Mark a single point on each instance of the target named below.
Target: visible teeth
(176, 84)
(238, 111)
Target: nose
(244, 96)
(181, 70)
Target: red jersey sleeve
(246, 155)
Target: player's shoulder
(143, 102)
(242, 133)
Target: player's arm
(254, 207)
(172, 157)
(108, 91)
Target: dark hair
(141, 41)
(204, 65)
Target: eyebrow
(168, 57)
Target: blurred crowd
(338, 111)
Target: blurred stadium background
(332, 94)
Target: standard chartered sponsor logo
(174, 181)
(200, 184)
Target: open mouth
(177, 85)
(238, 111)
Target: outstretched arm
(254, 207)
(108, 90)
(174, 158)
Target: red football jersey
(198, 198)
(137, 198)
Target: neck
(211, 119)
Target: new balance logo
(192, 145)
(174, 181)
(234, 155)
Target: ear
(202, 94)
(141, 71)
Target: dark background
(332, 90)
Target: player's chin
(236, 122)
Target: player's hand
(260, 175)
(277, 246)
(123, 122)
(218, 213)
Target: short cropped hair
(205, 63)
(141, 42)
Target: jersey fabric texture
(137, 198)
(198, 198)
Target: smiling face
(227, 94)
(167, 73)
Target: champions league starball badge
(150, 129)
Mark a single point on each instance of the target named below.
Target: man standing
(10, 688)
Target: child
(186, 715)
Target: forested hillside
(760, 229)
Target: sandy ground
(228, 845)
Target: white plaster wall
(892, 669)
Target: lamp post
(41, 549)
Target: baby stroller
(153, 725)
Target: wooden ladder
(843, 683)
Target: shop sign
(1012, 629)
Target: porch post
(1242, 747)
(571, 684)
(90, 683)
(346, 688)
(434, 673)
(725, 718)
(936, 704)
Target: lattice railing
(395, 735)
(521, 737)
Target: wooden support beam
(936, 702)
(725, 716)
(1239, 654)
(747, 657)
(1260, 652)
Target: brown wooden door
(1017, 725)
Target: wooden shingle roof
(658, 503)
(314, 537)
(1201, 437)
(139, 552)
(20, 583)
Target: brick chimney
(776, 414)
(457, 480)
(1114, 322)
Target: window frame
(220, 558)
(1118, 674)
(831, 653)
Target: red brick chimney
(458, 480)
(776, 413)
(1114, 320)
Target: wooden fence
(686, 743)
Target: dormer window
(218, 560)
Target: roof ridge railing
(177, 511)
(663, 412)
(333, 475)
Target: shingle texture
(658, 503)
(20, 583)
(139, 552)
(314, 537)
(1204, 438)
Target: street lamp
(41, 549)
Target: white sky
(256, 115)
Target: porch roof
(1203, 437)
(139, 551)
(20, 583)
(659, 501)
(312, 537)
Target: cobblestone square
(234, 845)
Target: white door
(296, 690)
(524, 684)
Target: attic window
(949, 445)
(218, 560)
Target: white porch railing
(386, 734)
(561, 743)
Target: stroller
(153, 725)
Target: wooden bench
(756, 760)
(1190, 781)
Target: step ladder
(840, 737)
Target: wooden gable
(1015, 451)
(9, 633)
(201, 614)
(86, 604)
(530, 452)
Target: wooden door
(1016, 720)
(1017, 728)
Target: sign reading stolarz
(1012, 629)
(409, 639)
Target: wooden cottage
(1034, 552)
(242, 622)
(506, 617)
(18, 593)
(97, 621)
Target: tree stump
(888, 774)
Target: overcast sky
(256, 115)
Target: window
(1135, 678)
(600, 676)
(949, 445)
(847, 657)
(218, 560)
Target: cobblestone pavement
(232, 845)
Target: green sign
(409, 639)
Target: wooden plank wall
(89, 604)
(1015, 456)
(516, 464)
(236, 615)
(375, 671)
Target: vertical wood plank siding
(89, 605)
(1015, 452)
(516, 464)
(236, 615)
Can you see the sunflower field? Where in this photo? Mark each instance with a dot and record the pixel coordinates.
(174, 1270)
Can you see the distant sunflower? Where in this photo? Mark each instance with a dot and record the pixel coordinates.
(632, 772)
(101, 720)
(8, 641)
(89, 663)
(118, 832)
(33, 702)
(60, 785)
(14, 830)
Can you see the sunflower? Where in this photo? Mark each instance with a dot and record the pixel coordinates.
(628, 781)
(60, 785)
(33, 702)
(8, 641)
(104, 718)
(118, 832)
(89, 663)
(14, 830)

■ ■ ■ ■ ■

-- Assigned task --
Whole listing, every line: reproduce it exactly.

-- Problem solution --
Mark a single point on each instance of the target named below.
Target: visible teeth
(176, 84)
(238, 111)
Target: nose
(244, 96)
(181, 70)
Target: red jersey sleeve
(246, 155)
Target: player's shoulder
(143, 102)
(242, 133)
Target: player's arm
(254, 207)
(172, 157)
(108, 91)
Target: dark hair
(141, 41)
(204, 65)
Target: eyebrow
(168, 57)
Target: blurred crowd
(338, 111)
Target: blurred stadium background
(332, 94)
Target: standard chartered sponsor logo
(174, 181)
(200, 184)
Target: open mouth
(177, 85)
(238, 111)
Target: outstretched arm
(254, 207)
(108, 90)
(174, 158)
Target: red football jersey
(198, 198)
(137, 198)
Target: neck
(211, 119)
Target: new balance logo
(192, 145)
(174, 181)
(234, 155)
Target: ear
(202, 94)
(141, 71)
Target: dark background
(332, 90)
Target: player's chin
(236, 122)
Target: player's hand
(260, 175)
(277, 246)
(123, 122)
(218, 213)
Target: short cropped hair
(205, 63)
(141, 42)
Target: jersey fabric texture
(137, 198)
(198, 198)
Target: smiling face
(227, 94)
(167, 73)
Target: champions league starball badge
(150, 129)
Mark a single point on each instance of the target named below.
Target: man standing
(10, 688)
Target: child
(186, 715)
Target: forested hillside
(760, 229)
Target: sandy ground
(228, 845)
Target: white plaster wall
(892, 669)
Target: lamp post
(41, 549)
Target: baby stroller
(153, 725)
Target: wooden ladder
(843, 683)
Target: shop sign
(1012, 629)
Target: porch post
(1242, 747)
(571, 684)
(90, 683)
(346, 688)
(434, 673)
(725, 718)
(936, 704)
Target: lattice railing
(395, 735)
(521, 737)
Target: wooden support beam
(936, 702)
(725, 716)
(1239, 654)
(747, 657)
(1260, 652)
Target: brown wooden door
(1017, 725)
Target: wooden shingle roof
(658, 503)
(314, 537)
(1201, 437)
(139, 552)
(20, 583)
Target: brick chimney
(776, 414)
(457, 480)
(1114, 322)
Target: window frame
(220, 558)
(1118, 674)
(831, 653)
Target: red brick chimney
(458, 480)
(776, 413)
(1114, 320)
Target: wooden fence
(686, 743)
Target: dormer window
(218, 560)
Target: roof ridge railing
(177, 511)
(663, 412)
(333, 475)
Target: shingle texture
(658, 503)
(20, 583)
(139, 552)
(314, 537)
(1204, 438)
Target: street lamp
(41, 549)
Target: white sky
(256, 115)
Target: porch roof
(1203, 437)
(139, 551)
(20, 583)
(659, 501)
(312, 537)
Target: cobblestone square
(234, 845)
Target: white door
(296, 690)
(524, 684)
Target: attic window
(949, 445)
(218, 560)
Target: white porch railing
(386, 734)
(561, 743)
Target: stroller
(153, 725)
Target: wooden bench
(756, 760)
(1190, 781)
Target: step ladder
(840, 737)
Target: wooden gable
(1015, 451)
(9, 633)
(201, 614)
(86, 604)
(530, 452)
Target: wooden door
(1016, 720)
(1017, 728)
Target: sign reading stolarz
(1012, 629)
(409, 639)
Target: wooden cottage
(1034, 552)
(242, 622)
(506, 617)
(18, 593)
(97, 621)
Target: tree stump
(888, 774)
Target: overcast sky
(256, 115)
Target: window
(1135, 678)
(600, 676)
(949, 445)
(847, 657)
(218, 560)
Target: cobblestone pavement
(232, 845)
Target: green sign
(409, 639)
Target: wooden plank wall
(89, 604)
(1015, 456)
(516, 464)
(236, 615)
(375, 671)
Target: vertical wood plank siding
(89, 605)
(1015, 452)
(516, 464)
(236, 615)
Can you see the sunflower field? Where in this photo? Mark each instance with a dot and record the pixel coordinates.
(174, 1270)
Can you see the distant sunflower? Where in this photo? Mark each instance with a dot and record the pixel coordinates.
(632, 772)
(101, 720)
(8, 641)
(89, 663)
(118, 832)
(33, 702)
(60, 785)
(14, 830)
Can you see the sunflower? Where in this photo? Mark each instance with a dot and record the pixel coordinates.
(628, 781)
(60, 785)
(33, 702)
(8, 641)
(104, 718)
(118, 832)
(89, 663)
(14, 830)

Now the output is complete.